**TEXTE DE RÉFÉRENCE**
« GUERRE DU KIVU:LE RAPPORT FINAL DU GROUPE D’EXPERTS DE L’ONU »
Rapport final du Groupe d’experts sur la République démocratique du Congo conformément au paragraphe 4 de la résolution 2021 (2011) du Conseil de Sécurité (S/2012/843)
Résumé (voir l’intégral en pièces jointes).
L’est de la République démocratique du Congo demeure la proie de dizaines de groupes armés congolais et étrangers. L’instabilité s’est accentuée depuis la mutinerie d’anciens membres du Congrès national pour la défense du peuple (CNDP) et la création subséquente, cette année, du mouvement du 23 mars (M23). Les rebelles ont, en juillet 2012 et avec une aide considérable de l’étranger, étendu leur emprise sur le territoire de Rutshuru et ils ont récemment profité d’un cessez-le-feu informel pour consolider leurs alliances et pour faire mener par des supplétifs des opérations dans d’autres zones.

**Entrées enregistrées d'une collection**
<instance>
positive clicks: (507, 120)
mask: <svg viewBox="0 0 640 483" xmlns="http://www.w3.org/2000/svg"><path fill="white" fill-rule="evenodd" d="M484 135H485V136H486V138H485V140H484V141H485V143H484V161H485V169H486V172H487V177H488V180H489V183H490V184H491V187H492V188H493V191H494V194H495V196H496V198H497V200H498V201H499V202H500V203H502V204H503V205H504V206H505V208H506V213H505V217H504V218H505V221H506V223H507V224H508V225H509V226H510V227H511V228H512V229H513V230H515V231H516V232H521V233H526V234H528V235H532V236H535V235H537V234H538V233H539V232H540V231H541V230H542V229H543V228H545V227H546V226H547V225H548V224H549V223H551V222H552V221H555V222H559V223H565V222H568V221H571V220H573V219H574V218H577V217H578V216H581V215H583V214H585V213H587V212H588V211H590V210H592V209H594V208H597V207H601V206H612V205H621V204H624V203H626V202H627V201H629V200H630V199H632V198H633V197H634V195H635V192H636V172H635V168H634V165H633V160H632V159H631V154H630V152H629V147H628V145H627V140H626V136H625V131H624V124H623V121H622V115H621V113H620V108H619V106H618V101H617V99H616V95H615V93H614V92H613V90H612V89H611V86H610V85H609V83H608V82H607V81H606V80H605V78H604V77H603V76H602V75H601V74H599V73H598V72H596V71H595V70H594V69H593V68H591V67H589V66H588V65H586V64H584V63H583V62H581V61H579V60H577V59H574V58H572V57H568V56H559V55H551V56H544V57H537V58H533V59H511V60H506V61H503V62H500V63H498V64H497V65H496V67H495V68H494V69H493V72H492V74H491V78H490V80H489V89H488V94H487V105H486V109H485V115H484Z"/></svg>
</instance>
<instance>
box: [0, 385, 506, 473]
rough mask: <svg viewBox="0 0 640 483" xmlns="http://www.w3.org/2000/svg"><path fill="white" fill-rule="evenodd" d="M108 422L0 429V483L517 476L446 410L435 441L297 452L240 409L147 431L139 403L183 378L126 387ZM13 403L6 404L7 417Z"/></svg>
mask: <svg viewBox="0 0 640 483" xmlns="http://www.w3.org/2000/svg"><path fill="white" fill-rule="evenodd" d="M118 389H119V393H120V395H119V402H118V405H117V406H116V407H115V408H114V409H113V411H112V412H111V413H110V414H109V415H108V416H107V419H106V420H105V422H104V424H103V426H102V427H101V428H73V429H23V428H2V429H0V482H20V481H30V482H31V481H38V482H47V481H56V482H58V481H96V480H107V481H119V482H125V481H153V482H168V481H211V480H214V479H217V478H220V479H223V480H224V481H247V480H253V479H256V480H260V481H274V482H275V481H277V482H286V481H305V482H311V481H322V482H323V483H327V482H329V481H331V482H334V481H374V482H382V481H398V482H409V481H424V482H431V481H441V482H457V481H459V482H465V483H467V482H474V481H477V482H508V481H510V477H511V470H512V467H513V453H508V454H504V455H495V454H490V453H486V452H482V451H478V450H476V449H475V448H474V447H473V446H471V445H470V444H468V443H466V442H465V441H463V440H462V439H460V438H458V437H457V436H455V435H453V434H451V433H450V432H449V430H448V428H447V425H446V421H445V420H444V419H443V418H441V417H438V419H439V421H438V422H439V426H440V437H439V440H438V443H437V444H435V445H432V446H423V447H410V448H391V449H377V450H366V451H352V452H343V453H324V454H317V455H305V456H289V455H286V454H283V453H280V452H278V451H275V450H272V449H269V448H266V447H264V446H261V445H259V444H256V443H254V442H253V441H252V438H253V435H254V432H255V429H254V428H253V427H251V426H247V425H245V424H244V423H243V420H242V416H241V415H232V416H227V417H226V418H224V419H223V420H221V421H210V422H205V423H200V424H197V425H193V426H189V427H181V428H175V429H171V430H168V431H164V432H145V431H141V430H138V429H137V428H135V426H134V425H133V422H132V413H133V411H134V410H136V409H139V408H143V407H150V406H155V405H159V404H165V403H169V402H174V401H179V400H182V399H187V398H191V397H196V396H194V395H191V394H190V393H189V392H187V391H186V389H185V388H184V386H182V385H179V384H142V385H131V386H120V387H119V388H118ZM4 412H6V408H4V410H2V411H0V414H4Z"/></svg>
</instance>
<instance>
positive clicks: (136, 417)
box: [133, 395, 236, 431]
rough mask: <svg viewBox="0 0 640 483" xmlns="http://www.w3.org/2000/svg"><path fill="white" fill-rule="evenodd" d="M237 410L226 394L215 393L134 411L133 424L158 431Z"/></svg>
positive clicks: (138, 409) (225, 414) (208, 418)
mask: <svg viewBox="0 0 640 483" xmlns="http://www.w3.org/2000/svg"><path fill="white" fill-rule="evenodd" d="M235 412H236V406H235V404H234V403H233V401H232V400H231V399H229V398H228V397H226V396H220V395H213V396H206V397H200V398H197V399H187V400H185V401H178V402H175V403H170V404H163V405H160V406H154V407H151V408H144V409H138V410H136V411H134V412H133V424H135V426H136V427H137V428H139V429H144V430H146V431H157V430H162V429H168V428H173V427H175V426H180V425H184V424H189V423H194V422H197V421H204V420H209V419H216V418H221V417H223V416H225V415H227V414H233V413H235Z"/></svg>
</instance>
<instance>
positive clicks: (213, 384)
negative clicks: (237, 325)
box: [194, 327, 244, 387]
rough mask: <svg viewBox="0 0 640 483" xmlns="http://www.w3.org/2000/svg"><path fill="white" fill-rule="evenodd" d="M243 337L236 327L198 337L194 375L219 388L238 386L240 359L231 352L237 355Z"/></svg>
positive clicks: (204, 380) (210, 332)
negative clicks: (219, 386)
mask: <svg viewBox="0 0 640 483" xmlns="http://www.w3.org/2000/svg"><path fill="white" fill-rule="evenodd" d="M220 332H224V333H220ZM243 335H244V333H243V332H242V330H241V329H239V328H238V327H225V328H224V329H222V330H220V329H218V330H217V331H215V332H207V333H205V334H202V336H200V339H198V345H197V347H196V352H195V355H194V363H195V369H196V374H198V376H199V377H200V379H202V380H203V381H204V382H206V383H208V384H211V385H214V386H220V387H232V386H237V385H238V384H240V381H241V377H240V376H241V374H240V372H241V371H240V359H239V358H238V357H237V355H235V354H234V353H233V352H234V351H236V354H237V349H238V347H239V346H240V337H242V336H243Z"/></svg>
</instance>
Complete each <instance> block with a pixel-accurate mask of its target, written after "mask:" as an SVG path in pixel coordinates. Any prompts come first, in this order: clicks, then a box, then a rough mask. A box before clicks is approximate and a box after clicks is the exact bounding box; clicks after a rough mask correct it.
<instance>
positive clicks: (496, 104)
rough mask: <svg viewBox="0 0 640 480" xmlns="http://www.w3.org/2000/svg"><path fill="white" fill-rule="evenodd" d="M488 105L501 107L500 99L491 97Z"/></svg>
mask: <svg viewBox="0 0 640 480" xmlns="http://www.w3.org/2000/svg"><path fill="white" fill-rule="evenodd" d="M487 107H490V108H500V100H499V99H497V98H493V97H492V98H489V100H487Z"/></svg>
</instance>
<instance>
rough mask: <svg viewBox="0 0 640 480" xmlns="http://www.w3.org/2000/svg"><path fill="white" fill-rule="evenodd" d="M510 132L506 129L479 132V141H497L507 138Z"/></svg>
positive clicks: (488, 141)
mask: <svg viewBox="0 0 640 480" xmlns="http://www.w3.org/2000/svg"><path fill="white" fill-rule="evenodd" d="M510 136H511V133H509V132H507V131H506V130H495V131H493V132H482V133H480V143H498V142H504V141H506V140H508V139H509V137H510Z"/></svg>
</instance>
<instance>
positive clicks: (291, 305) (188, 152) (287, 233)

**VOTRE TÂCHE**
Transcrivez fidèlement le passage du texte sur la guerre du Kivu qui s'ouvre sur les mots contenant « Résumé (voir l’intégral » et se clôt sur « dans d’autres zones. ». Ces données forment un ensemble indépendant du texte sur la guerre du Kivu.

**RÉPONSE ATTENDUE**
Résumé (voir l’intégral en pièces jointes).
L’est de la République démocratique du Congo demeure la proie de dizaines de groupes armés congolais et étrangers. L’instabilité s’est accentuée depuis la mutinerie d’anciens membres du Congrès national pour la défense du peuple (CNDP) et la création subséquente, cette année, du mouvement du 23 mars (M23). Les rebelles ont, en juillet 2012 et avec une aide considérable de l’étranger, étendu leur emprise sur le territoire de Rutshuru et ils ont récemment profité d’un cessez-le-feu informel pour consolider leurs alliances et pour faire mener par des supplétifs des opérations dans d’autres zones.